● **Your instructions**
Edit the lines starting at the line that contains "of the breaking" and stop after the last line. Give only those lines again, with "drill" changed to "exercise" and all else unchanged.

— Begin Input for this task —

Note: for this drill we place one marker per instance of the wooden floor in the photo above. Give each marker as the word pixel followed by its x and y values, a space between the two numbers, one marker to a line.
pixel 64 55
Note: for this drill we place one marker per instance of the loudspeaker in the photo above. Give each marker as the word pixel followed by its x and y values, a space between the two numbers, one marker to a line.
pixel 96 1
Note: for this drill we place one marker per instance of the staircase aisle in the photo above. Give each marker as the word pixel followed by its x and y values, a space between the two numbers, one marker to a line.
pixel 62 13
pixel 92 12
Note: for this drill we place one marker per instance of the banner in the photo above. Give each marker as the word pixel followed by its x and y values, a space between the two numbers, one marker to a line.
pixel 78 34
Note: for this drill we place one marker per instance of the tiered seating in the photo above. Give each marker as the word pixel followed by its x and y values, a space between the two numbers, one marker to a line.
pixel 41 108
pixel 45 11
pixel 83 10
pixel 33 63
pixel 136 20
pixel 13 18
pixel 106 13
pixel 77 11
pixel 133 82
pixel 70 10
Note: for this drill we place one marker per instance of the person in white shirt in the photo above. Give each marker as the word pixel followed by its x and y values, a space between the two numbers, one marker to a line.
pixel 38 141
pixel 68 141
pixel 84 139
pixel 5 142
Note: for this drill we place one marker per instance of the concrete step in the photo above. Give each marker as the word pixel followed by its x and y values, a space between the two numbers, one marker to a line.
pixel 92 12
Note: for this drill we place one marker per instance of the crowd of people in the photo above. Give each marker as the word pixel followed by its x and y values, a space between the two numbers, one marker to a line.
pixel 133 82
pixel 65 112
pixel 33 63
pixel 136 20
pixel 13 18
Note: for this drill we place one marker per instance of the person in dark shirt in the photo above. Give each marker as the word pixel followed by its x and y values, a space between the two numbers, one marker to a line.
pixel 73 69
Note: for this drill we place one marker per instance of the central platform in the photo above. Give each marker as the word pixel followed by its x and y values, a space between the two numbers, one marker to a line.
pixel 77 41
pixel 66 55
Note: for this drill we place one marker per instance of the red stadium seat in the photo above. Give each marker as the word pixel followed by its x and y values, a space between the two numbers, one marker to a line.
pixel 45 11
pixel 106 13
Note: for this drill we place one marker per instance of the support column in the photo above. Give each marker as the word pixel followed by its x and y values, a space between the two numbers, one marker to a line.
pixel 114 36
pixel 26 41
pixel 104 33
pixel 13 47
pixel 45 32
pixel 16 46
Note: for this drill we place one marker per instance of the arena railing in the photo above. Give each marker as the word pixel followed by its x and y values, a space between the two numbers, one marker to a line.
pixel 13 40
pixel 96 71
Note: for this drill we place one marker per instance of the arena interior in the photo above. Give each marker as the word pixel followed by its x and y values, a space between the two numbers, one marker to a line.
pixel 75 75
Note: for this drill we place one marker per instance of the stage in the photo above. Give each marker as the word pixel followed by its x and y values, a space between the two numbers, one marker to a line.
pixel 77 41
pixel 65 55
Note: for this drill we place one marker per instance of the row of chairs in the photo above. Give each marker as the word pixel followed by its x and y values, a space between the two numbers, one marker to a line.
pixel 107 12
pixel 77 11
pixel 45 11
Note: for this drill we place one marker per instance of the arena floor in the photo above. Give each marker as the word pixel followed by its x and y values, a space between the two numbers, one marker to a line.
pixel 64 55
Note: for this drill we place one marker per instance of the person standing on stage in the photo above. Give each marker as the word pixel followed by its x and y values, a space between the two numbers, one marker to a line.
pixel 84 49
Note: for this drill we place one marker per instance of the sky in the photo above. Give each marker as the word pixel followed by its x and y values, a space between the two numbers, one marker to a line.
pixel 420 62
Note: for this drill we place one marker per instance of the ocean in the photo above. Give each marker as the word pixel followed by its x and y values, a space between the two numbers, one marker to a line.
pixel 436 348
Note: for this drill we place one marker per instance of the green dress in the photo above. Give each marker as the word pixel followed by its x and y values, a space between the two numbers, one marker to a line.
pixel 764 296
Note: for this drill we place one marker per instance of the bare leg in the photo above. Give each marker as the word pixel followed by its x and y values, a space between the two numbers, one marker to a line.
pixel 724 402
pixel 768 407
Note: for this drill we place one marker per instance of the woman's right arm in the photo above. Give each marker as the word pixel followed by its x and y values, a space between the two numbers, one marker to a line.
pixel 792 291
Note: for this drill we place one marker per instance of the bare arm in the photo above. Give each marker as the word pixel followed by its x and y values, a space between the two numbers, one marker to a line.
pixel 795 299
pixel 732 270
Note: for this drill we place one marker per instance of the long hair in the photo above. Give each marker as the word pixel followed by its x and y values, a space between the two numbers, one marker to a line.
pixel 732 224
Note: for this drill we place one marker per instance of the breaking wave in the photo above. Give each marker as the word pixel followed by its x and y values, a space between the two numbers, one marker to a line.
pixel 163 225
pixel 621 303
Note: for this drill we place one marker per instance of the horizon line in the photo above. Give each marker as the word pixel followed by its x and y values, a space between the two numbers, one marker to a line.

— End Input for this task —

● **Written response**
Note: for this exercise we place one marker per instance of the breaking wave in the photo above. Give each marker as the word pixel followed by its x and y values, a space between the two numbers, one marker to a line.
pixel 163 225
pixel 621 303
Note: for this exercise we place one marker per instance of the horizon line in the photo above. Give each marker as the word pixel followed by its x and y values, a space between the two numbers, one marker to a line.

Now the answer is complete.